Rows from a dataset

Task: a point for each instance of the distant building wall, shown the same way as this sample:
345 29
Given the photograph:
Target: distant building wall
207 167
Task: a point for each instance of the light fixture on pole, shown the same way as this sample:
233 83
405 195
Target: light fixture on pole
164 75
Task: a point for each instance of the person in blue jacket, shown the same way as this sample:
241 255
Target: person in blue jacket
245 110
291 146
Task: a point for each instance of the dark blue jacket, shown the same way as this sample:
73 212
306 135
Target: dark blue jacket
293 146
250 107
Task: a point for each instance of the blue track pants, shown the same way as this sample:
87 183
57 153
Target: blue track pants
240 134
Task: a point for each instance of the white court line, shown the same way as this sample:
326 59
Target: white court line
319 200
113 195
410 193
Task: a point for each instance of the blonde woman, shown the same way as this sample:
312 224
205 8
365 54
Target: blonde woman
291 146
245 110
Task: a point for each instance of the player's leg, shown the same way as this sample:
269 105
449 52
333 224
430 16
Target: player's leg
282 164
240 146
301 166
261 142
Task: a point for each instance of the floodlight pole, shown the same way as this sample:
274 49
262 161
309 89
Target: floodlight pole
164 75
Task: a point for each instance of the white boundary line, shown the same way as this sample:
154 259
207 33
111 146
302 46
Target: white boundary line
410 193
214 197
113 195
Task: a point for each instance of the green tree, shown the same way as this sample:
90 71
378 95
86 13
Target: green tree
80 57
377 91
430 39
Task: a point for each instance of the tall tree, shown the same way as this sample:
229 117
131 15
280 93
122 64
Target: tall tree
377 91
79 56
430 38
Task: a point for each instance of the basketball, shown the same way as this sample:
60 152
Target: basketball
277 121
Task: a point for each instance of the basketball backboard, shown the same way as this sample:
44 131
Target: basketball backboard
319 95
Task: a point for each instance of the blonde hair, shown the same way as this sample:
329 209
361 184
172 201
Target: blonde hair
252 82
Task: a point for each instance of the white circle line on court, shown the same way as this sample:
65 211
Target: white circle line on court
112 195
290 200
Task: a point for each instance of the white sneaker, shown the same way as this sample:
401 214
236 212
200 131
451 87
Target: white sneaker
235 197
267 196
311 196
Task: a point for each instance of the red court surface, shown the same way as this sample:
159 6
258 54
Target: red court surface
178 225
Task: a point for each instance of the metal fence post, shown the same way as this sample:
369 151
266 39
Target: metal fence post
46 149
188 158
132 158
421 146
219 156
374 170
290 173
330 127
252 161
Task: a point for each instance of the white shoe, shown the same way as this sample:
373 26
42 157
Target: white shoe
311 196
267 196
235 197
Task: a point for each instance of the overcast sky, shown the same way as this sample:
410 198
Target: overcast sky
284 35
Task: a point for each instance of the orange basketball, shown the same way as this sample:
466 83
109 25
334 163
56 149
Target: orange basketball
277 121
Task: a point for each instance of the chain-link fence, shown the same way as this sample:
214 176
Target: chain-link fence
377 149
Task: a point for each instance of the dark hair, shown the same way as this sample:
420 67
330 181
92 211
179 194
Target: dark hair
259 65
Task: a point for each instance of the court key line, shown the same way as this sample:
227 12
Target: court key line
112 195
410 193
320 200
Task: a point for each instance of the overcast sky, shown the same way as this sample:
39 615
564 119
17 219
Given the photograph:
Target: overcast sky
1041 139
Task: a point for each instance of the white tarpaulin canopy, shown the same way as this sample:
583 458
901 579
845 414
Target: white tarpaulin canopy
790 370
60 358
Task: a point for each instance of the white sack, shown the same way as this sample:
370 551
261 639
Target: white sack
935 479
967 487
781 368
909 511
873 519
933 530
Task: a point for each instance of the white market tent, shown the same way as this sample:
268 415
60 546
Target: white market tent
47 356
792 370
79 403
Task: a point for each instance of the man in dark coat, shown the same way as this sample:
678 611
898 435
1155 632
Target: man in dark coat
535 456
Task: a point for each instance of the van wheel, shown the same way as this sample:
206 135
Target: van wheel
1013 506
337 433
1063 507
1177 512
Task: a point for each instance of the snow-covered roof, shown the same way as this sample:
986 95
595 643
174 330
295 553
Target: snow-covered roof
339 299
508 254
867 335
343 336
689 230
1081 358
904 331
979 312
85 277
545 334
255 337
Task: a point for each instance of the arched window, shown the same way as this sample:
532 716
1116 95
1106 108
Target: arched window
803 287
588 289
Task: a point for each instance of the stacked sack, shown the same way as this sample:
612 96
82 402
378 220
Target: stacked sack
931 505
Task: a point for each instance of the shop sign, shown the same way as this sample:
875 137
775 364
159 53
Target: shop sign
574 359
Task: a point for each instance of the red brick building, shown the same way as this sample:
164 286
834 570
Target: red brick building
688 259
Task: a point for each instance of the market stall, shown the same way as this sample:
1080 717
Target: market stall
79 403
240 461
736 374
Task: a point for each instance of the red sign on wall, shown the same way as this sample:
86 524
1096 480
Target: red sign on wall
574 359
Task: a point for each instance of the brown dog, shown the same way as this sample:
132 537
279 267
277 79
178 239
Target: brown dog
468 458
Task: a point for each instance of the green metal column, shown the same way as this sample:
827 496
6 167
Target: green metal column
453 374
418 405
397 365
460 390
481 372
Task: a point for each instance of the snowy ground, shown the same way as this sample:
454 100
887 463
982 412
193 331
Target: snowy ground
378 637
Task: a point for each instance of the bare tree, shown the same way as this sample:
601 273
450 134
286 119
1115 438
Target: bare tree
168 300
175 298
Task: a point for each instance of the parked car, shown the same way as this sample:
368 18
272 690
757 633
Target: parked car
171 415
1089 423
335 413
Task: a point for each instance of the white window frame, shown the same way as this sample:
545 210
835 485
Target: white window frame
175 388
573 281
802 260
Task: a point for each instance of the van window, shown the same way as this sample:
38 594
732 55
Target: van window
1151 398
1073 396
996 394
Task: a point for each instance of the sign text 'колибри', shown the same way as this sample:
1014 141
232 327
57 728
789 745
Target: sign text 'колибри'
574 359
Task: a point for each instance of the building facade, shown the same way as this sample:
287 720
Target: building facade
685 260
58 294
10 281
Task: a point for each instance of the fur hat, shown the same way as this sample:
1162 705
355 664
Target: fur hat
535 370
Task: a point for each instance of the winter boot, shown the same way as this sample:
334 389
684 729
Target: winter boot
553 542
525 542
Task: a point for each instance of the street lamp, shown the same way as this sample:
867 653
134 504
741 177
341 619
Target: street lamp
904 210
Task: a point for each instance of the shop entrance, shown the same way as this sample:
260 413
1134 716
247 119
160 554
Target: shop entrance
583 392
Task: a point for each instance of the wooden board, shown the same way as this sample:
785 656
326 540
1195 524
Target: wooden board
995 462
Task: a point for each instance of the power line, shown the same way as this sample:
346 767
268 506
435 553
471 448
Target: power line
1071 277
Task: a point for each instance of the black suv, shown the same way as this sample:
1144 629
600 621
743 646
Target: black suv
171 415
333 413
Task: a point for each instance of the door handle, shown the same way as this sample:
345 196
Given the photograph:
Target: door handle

• **Brief**:
Make an exact copy of every line from the one with "Task: a point for each instance of the fur" to the end of the data, with the first and last of those lines included.

• **Final result**:
Task: a point for each instance of the fur hat, shown the same way as this sample:
1162 705
355 664
Target: fur hat
535 370
Task: a point for each instance of the winter boot, shown the same way as this sample:
334 389
684 729
Target: winter boot
553 542
525 542
Task: a point for each instance of the street lamp, shown the same way as this sample:
867 653
134 504
741 177
341 619
Target: street lamp
904 210
Task: a point for each instance of the shop entrance, shown the same way as this sample:
260 413
1134 716
247 119
160 554
Target: shop entrance
583 392
Task: a point for each instance of the wooden board, shown the same way as this sample:
785 656
326 540
1195 524
Target: wooden board
995 462
Task: a point for each instance of the power line, shown the same way as this sample:
346 767
268 506
435 553
471 448
Target: power line
1071 277
Task: a point for each instance of the black suv, shown the same way as this sample:
1144 629
600 621
743 646
Target: black suv
171 415
333 413
Task: a point for each instance of the door handle, shown the same way as this sample:
345 196
Given the photograph:
Target: door handle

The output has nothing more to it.